Dataset records -
□ □ □ □ □ □ □

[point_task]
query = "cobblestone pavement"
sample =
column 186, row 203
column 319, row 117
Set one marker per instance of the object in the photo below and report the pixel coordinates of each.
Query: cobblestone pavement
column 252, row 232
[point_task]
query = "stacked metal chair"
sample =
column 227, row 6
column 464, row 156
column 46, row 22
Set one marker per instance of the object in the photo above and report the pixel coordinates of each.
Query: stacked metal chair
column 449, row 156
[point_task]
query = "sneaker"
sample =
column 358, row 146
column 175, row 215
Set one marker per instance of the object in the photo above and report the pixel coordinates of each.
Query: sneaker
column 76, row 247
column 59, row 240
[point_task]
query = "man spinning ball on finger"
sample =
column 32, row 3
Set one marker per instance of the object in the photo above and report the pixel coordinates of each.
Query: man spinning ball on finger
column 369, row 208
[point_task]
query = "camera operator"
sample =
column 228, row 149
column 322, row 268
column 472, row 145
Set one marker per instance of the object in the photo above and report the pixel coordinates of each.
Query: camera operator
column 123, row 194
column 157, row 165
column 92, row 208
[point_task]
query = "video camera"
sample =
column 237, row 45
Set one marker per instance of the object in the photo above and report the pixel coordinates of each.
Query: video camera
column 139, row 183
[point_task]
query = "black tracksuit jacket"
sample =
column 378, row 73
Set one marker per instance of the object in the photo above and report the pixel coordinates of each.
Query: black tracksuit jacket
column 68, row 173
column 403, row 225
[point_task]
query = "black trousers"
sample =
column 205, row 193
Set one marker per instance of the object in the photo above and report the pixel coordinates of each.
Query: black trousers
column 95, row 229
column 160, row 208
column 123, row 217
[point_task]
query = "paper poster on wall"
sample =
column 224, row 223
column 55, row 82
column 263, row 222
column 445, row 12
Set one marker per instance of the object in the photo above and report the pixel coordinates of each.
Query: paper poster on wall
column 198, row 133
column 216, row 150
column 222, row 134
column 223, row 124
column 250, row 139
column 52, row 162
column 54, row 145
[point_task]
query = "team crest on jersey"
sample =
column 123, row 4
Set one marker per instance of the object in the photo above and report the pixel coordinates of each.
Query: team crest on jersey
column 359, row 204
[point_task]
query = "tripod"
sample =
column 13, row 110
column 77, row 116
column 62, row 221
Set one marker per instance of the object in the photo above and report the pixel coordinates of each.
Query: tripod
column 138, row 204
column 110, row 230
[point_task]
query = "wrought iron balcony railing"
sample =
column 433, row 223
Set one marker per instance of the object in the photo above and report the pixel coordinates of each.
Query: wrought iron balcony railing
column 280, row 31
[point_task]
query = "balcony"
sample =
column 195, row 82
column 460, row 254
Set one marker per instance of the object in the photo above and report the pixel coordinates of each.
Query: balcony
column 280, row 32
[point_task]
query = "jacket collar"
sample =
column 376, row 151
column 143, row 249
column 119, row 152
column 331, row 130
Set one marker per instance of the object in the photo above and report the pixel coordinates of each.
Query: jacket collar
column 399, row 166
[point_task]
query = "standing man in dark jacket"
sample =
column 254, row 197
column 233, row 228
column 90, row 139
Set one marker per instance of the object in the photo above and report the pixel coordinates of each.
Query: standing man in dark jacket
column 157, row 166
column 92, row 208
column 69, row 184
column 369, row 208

□ □ □ □ □ □ □

WHAT THIS TASK INVOLVES - Beginning at the line with "Query: stacked metal chair" and stopping after the line with "column 32, row 3", please write out every line of the data above exactly and nothing else.

FINAL ANSWER -
Query: stacked metal chair
column 449, row 156
[point_task]
query = "sneaker"
sample =
column 358, row 146
column 175, row 215
Set one marker per instance of the object in the photo above and report the pixel coordinates of each.
Query: sneaker
column 76, row 247
column 59, row 240
[point_task]
query = "man spinning ball on finger"
sample =
column 32, row 3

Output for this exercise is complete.